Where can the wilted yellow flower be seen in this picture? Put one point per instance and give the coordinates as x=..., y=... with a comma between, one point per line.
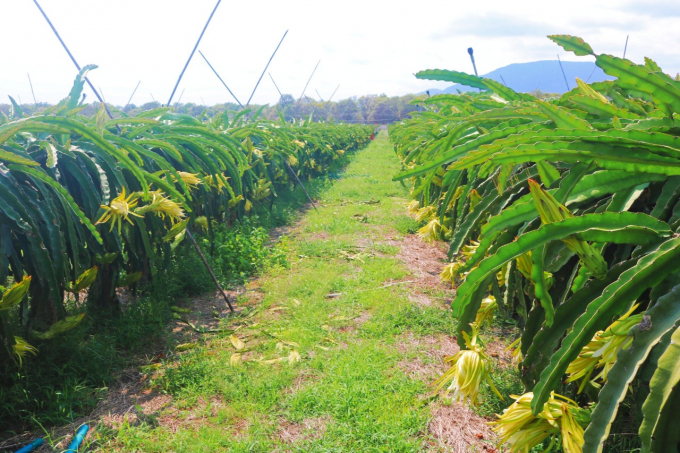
x=424, y=213
x=162, y=206
x=21, y=348
x=234, y=201
x=523, y=430
x=120, y=208
x=292, y=161
x=432, y=231
x=262, y=190
x=412, y=207
x=469, y=249
x=601, y=352
x=469, y=368
x=515, y=349
x=15, y=294
x=450, y=271
x=454, y=199
x=486, y=311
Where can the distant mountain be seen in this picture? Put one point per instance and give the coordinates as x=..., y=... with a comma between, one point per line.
x=544, y=75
|---|
**TASK DESCRIPTION**
Swap every "wilted" in the data above for "drooping" and keep everything else as it is. Leave the pictures out of the rewritten data.

**EXERCISE OUTPUT**
Where can the drooping yellow flower be seen in this picture? Put one point per instance and give the coordinates as x=..., y=... with a comma between, one point per line.
x=424, y=213
x=162, y=206
x=21, y=348
x=234, y=201
x=523, y=430
x=120, y=208
x=292, y=161
x=432, y=231
x=262, y=190
x=412, y=207
x=469, y=249
x=601, y=352
x=469, y=368
x=515, y=349
x=15, y=294
x=450, y=271
x=454, y=199
x=486, y=311
Where can the distant mountain be seen in this picture? Put one point per instance and give the coordinates as x=..., y=... with a comma between, one point per line.
x=544, y=75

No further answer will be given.